Please rewrite the listing below as a Markdown table with the columns n and Line, giving each line its own numbered row, skipping blank lines and omitting the pictures.
** START OF DATA EXTRACT **
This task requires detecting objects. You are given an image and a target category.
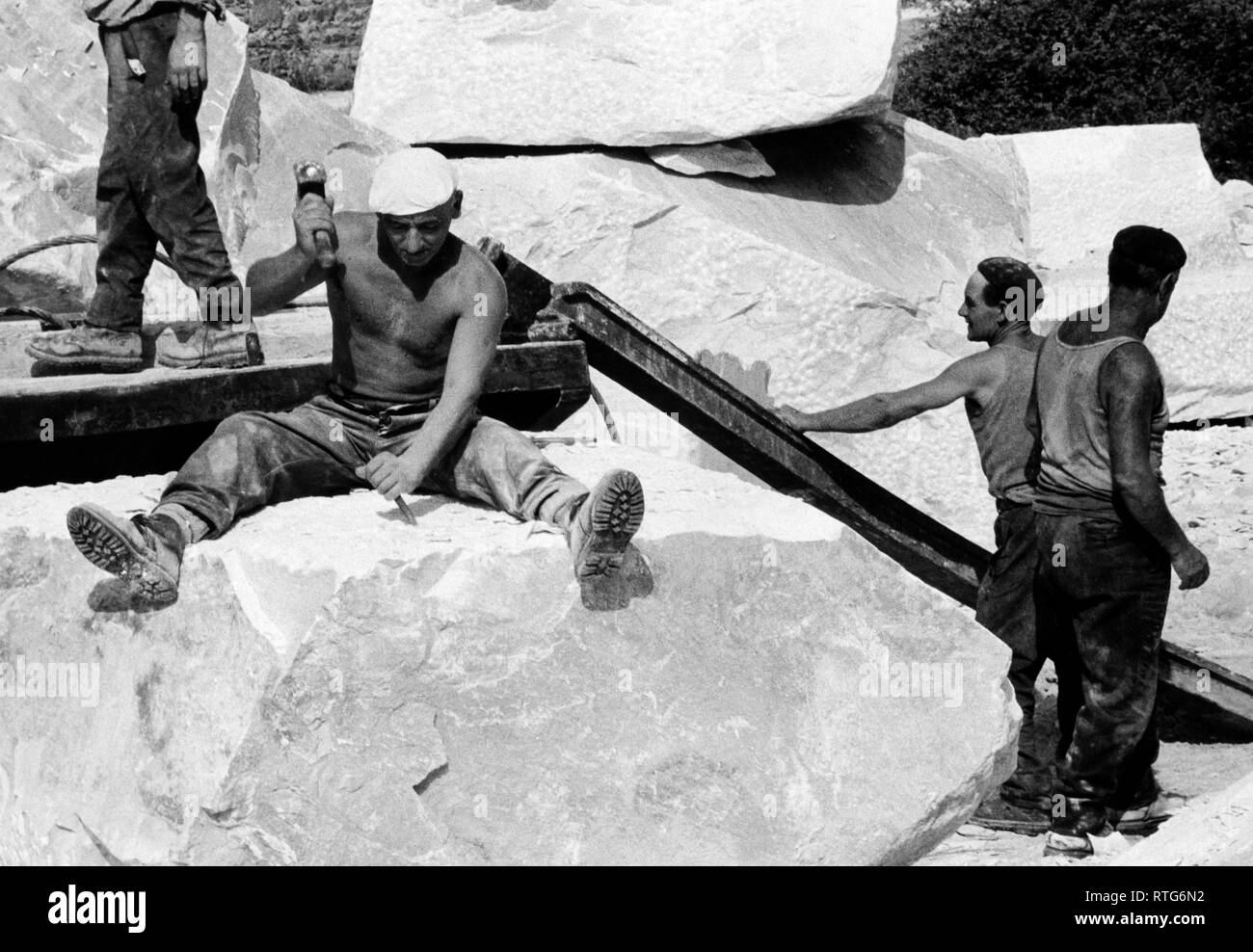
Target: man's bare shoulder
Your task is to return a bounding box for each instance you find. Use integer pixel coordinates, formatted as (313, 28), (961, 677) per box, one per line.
(946, 347), (1009, 387)
(448, 235), (505, 302)
(1100, 341), (1161, 388)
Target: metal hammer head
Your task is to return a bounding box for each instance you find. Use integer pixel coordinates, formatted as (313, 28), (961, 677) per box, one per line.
(293, 162), (326, 197)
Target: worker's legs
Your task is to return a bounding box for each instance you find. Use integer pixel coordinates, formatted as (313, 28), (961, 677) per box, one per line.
(411, 417), (588, 531)
(154, 396), (375, 542)
(87, 28), (157, 331)
(1040, 516), (1170, 835)
(26, 8), (253, 371)
(974, 505), (1053, 807)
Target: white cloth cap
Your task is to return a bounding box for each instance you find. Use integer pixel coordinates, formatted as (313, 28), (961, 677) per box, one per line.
(370, 149), (458, 216)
** END OF DATA EXTRACT **
## FULL RESPONSE
| n | Line |
|---|---|
| 1 | This task requires detecting objects. You are given an image and a target category. |
| 2 | Target: man's bare shoulder |
| 3 | Your task is to return a bounding box for each instance you find. Use integer pixel coordinates, formatted as (313, 28), (961, 677) per box, one per line. |
| 4 | (946, 347), (1009, 387) |
| 5 | (448, 235), (505, 302) |
| 6 | (1100, 341), (1161, 388) |
| 7 | Target: metal hammer head |
| 8 | Your task is to return a bounding box for each instance you find. Use integer pixel coordinates, formatted as (313, 28), (961, 677) per box, one per line. |
| 9 | (293, 162), (326, 197) |
| 10 | Target: worker's legs |
| 11 | Your task is to return a bounding box for each instance you find. Use integer pixel coordinates, formatted as (313, 28), (961, 677) per box, one per line. |
| 12 | (411, 417), (588, 531) |
| 13 | (154, 396), (375, 542) |
| 14 | (87, 28), (157, 331) |
| 15 | (1040, 516), (1170, 835) |
| 16 | (26, 8), (253, 371) |
| 17 | (974, 505), (1053, 807) |
| 18 | Target: white cloth cap |
| 19 | Your task is to return a bounding box for each instance you find. Use integer pixel coordinates, formatted as (313, 28), (961, 677) per box, one per line. |
| 20 | (370, 149), (458, 216) |